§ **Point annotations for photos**
☆ ☆ ☆

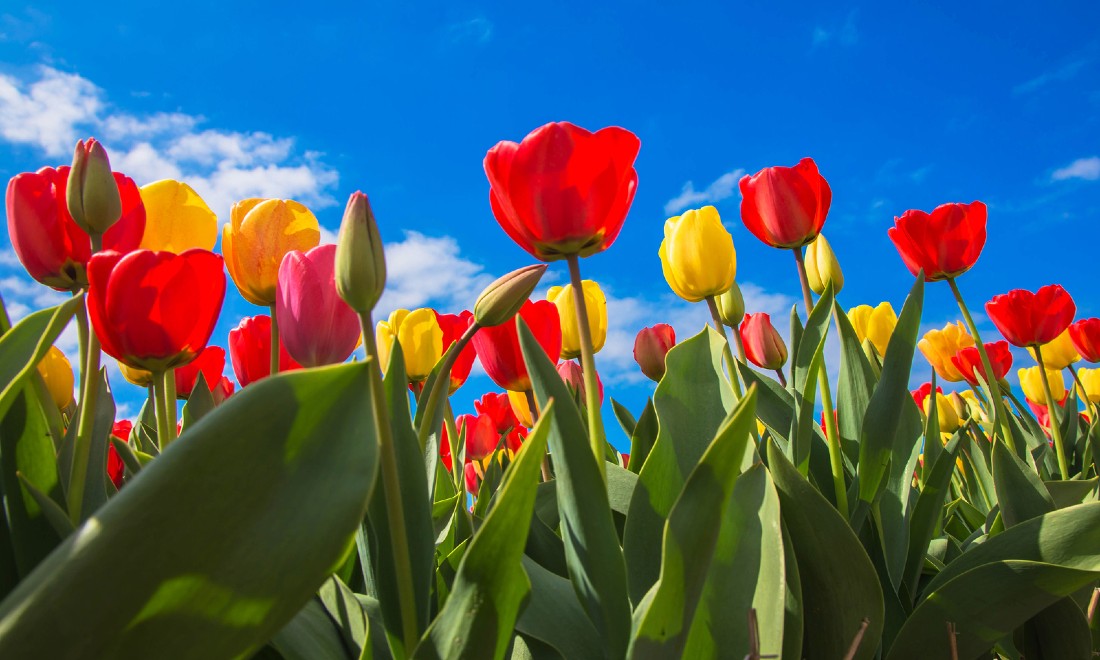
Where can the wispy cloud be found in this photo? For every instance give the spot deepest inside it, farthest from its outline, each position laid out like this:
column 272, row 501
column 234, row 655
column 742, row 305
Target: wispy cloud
column 721, row 188
column 1082, row 168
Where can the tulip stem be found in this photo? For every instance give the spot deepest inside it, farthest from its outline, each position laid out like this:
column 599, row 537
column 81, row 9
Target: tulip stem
column 1052, row 408
column 391, row 492
column 587, row 367
column 274, row 351
column 994, row 388
column 832, row 432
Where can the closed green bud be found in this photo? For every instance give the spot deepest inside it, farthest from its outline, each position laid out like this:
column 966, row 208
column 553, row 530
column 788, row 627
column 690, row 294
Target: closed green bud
column 91, row 191
column 732, row 306
column 502, row 299
column 361, row 262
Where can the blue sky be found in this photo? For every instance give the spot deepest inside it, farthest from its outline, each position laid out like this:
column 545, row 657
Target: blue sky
column 901, row 107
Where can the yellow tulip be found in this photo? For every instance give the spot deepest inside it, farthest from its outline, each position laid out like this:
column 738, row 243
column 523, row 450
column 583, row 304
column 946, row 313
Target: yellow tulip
column 420, row 337
column 260, row 232
column 136, row 376
column 57, row 373
column 176, row 218
column 822, row 266
column 1031, row 382
column 596, row 306
column 938, row 347
column 1059, row 353
column 1090, row 378
column 873, row 323
column 697, row 254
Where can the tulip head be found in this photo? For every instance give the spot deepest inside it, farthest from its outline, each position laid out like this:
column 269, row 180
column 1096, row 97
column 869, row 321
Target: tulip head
column 938, row 347
column 92, row 194
column 57, row 373
column 822, row 266
column 650, row 347
column 697, row 254
column 503, row 298
column 361, row 262
column 873, row 323
column 732, row 306
column 596, row 306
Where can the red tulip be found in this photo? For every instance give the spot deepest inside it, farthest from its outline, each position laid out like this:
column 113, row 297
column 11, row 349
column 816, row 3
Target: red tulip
column 315, row 323
column 650, row 347
column 453, row 327
column 498, row 345
column 1027, row 319
column 210, row 363
column 945, row 243
column 155, row 310
column 785, row 207
column 968, row 362
column 1086, row 337
column 563, row 190
column 763, row 347
column 250, row 350
column 48, row 243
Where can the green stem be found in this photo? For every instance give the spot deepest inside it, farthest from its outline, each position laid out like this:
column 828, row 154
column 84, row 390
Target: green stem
column 589, row 369
column 274, row 351
column 832, row 432
column 994, row 388
column 392, row 493
column 1052, row 408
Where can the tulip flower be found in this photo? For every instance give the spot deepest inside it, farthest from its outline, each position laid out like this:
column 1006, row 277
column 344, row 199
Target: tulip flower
column 1031, row 382
column 259, row 234
column 785, row 207
column 945, row 243
column 155, row 310
column 210, row 363
column 873, row 323
column 48, row 243
column 57, row 373
column 250, row 349
column 420, row 337
column 316, row 326
column 822, row 266
column 763, row 347
column 594, row 303
column 563, row 190
column 453, row 327
column 1027, row 319
column 1086, row 337
column 968, row 362
column 697, row 254
column 1059, row 353
column 498, row 347
column 938, row 347
column 650, row 347
column 177, row 219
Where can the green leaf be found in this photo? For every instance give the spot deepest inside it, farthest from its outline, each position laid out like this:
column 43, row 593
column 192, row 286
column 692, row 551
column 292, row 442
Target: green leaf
column 663, row 617
column 839, row 585
column 491, row 585
column 879, row 431
column 219, row 573
column 592, row 546
column 691, row 400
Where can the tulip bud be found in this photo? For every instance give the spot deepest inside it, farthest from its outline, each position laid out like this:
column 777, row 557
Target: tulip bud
column 822, row 266
column 361, row 262
column 502, row 299
column 650, row 348
column 732, row 306
column 92, row 194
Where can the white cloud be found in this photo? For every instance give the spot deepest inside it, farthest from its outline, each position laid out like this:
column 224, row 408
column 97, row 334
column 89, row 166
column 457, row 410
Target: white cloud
column 1082, row 168
column 721, row 188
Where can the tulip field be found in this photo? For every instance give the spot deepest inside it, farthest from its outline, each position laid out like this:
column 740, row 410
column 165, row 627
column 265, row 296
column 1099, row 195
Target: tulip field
column 321, row 505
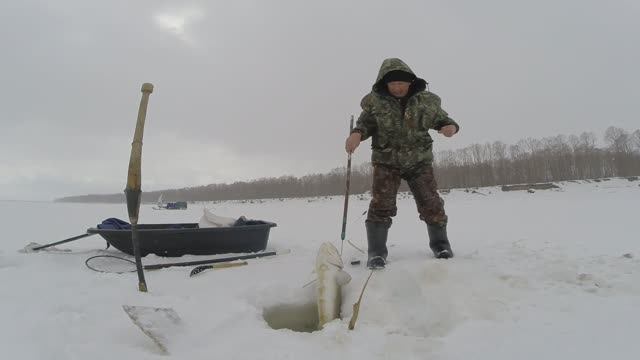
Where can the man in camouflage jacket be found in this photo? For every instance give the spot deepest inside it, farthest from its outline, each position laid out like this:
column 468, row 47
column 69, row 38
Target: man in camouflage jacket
column 397, row 114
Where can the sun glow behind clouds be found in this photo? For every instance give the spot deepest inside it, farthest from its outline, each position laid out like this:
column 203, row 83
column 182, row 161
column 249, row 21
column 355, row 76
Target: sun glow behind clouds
column 178, row 23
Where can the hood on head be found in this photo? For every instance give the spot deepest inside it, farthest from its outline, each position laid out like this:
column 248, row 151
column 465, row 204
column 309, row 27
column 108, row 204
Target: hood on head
column 395, row 64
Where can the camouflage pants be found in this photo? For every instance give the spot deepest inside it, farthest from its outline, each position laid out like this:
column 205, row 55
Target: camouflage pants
column 422, row 183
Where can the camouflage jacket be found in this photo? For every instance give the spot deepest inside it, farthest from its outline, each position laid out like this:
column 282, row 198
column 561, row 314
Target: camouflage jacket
column 400, row 136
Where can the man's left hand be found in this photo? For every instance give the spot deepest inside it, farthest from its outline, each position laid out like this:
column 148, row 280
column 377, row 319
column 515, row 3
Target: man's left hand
column 448, row 130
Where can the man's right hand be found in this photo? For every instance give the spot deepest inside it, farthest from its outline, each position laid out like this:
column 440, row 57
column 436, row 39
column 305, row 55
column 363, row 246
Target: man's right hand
column 352, row 142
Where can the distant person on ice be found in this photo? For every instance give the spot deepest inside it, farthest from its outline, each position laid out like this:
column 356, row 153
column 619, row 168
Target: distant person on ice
column 397, row 115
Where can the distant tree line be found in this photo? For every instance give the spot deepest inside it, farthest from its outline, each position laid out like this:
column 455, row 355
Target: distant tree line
column 530, row 160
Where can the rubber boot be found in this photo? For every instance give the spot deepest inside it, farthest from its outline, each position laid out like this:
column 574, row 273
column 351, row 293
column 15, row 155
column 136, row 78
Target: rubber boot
column 438, row 241
column 377, row 241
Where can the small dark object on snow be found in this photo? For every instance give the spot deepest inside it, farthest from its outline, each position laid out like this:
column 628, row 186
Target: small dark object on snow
column 376, row 262
column 541, row 186
column 187, row 238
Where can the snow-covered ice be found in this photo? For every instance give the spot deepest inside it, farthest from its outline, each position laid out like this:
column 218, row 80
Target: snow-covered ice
column 549, row 275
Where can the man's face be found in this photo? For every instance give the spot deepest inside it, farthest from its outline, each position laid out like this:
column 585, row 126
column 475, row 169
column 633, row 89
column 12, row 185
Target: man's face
column 398, row 88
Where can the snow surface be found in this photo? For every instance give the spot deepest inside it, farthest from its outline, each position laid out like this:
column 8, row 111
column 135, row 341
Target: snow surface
column 549, row 275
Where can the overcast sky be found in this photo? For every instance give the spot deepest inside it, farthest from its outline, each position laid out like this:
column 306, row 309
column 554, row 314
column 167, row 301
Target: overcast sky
column 251, row 89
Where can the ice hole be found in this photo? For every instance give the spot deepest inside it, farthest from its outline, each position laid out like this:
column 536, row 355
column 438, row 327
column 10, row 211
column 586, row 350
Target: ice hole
column 296, row 317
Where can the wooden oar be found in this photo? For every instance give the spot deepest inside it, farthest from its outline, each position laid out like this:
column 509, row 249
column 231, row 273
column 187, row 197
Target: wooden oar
column 35, row 247
column 346, row 195
column 132, row 191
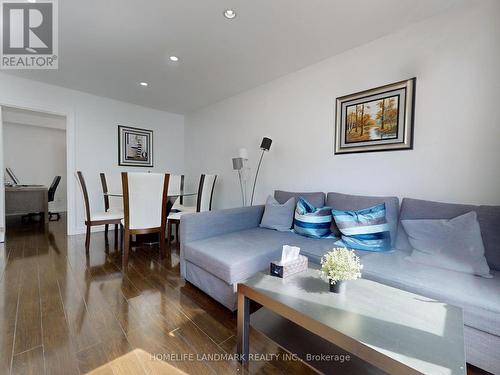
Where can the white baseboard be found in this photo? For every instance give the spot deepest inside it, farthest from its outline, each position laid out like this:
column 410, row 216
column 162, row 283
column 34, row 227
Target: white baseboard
column 98, row 228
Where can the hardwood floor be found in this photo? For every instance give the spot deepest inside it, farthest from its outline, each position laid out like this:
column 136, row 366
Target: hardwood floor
column 64, row 313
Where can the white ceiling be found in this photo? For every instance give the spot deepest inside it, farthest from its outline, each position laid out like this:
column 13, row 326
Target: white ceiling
column 18, row 116
column 108, row 46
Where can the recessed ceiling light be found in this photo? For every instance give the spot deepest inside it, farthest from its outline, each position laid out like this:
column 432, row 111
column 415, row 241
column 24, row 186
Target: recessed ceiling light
column 229, row 14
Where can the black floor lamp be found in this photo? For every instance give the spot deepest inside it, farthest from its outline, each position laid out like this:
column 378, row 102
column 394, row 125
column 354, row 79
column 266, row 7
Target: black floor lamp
column 264, row 146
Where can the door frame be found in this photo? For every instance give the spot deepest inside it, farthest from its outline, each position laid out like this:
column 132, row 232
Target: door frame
column 69, row 114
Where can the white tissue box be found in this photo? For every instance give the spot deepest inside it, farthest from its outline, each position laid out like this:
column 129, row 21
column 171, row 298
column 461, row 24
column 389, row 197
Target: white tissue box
column 289, row 268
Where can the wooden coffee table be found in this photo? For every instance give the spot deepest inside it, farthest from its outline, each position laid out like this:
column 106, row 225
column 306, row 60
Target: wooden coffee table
column 393, row 330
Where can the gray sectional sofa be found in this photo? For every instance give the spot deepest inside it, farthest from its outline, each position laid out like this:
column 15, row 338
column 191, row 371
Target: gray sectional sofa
column 221, row 248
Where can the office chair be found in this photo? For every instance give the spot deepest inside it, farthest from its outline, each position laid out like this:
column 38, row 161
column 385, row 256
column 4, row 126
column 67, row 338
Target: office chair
column 51, row 193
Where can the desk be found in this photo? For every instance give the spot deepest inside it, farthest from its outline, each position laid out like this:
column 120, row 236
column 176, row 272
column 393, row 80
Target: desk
column 22, row 200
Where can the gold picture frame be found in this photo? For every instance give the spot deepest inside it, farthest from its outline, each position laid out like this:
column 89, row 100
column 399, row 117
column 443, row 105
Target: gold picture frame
column 379, row 119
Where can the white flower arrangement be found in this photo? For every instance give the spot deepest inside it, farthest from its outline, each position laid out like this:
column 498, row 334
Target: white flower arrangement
column 340, row 264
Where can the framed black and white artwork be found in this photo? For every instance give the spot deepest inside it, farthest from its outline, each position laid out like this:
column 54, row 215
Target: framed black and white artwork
column 135, row 147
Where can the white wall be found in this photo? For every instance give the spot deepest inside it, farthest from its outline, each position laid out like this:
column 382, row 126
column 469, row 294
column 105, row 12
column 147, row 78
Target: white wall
column 95, row 120
column 456, row 59
column 36, row 155
column 2, row 191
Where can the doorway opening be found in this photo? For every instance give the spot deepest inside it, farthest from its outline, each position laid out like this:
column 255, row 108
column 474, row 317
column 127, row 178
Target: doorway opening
column 34, row 166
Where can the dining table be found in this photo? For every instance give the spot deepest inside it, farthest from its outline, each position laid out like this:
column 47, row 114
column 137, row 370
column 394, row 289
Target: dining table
column 172, row 197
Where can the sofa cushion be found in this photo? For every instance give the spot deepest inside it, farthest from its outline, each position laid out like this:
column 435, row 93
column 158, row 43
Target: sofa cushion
column 487, row 216
column 233, row 257
column 477, row 296
column 317, row 199
column 278, row 216
column 311, row 221
column 453, row 244
column 365, row 229
column 345, row 202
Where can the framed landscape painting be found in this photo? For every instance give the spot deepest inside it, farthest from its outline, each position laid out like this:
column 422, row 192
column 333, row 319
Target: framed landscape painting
column 135, row 147
column 380, row 119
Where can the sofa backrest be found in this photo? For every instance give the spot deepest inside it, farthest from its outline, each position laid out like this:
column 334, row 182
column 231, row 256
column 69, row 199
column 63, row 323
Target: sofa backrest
column 317, row 199
column 341, row 201
column 487, row 216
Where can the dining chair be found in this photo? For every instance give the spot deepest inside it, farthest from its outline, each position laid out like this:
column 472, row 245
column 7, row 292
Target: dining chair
column 203, row 203
column 145, row 197
column 104, row 185
column 95, row 218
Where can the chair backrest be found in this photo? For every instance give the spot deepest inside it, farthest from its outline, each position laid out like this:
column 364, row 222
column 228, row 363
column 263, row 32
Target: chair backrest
column 85, row 194
column 53, row 188
column 104, row 185
column 176, row 184
column 145, row 200
column 205, row 192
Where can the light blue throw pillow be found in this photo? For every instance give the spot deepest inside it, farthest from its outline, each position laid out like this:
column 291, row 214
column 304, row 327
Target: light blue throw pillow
column 365, row 229
column 310, row 221
column 278, row 216
column 454, row 244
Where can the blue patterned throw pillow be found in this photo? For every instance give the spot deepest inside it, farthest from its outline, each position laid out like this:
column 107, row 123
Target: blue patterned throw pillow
column 365, row 229
column 310, row 221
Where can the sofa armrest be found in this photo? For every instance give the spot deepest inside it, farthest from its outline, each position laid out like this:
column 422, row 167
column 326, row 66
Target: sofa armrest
column 198, row 226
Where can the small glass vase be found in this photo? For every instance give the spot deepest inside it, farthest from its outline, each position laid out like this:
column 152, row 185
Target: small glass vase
column 338, row 287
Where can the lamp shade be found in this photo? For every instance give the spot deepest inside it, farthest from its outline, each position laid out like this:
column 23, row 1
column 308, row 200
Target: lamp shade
column 237, row 164
column 243, row 153
column 266, row 144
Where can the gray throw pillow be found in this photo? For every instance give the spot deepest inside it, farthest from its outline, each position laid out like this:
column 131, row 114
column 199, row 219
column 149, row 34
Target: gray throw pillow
column 278, row 216
column 454, row 244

☆ ☆ ☆

Begin at the line that has "Where can the lamp" and stop after the line that has "column 266, row 144". Render those lines as a Markdown table with the columns Number and Text, giving each line its number and leaving out blank lines.

§ **Exercise response**
| Number | Text |
|---|---|
| 1 | Where can the lamp shade be found in this photo? For every instance give the spot deepest inside it, farthest from its outline, each position laid out like this: |
| 2 | column 23, row 1 |
| 3 | column 308, row 200 |
| 4 | Target: lamp shade |
| 5 | column 237, row 164 |
| 6 | column 243, row 153 |
| 7 | column 266, row 144 |